→ **Supplied text**
++++++

Agent Prock:"Did you see the attacker?"

 

Rolando: "He was a black male, tall, thin, wearing dark clothes and a white sock."

 

Agent Prock:"And did you identify him?" (emphasis added).

 

Rolando:"As a black male.  Tall black male."

The question asked whether, in the past, Rolando identified the robber.  The questioner did not ask if she could identify him at the time of the hearing.  A transcript would not have allowed Allen to impeach Rolando's identification.

                        Allen's confrontation claim is premised on Tellier's testimony that, immediately after the robbery, his wife said that the robber had had a knife and had threatened her with it.  The trial court ruled that Mrs. Tellier's statements were excited utterances, which are admissible even if she were available to testify.  See § 908.03(2), Stats.  Prior to trial, Mrs. Tellier broke her ankle and her hip, and she did not testify.  Allen contends that because Mrs. Tellier traveled to doctor's appointments, she was sufficiently ambulatory to appear and testify; and thus, she was available.  When testimony is within a well-recognized exception to the ban on hearsay statements, however, the Confrontation Clause does not require that the State show the declarant is unavailable.  White v. Illinois, 502 U.S. 346, 354-56 (1992).  Consequently, even if Mrs. Tellier was an available witness, Allen's confrontation claim lacks merit.

++++++

→ **Task requirements**
a - Transcribe the court opinion excerpt from "The question asked" to "impeach Rolando's identification.".
b - Go on writing the court opinion excerpt, picking up after its last sentence.

→ **Data excerpt**
++++++

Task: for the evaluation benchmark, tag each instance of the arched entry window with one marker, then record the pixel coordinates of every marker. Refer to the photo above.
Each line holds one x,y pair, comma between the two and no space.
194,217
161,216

++++++

→ **Results for the exercise**
a -
The question asked whether, in the past, Rolando identified the robber.  The questioner did not ask if she could identify him at the time of the hearing.  A transcript would not have allowed Allen to impeach Rolando's identification.

b -
                        Allen objects to statements made by the prosecutor during the sentencing hearing.  The prosecutor regretted that he did not file two counts of armed robbery.  He also stated that Allen stalked the victims and suggested that Allen may have been responsible for a series of similar crimes.  While due process requires that a defendant be sentenced on the basis of true and correct information, State ex rel. LeFebre v. Israel, 109 Wis.2d 337, 345, 325 N.W.2d 899, 903 (1982), a defendant has the burden of proving by clear and convincing evidence that the challenged statements were inaccurate and that he was prejudiced by the error.  State v. Littrup, 164 Wis.2d 120, 132, 473 N.W.2d 164, 168 (Ct. App. 1991).  Allen has not shown prejudice.  Whether or not a second armed robbery count would have been appropriate, Mrs. Tellier was the victim of some crime when Allen intimidated her with a knife, and the trial court could properly consider this fact.  Regarding the series of robberies, the trial court's comments during sentencing do not indicate that it considered this allegation when imposing sentence.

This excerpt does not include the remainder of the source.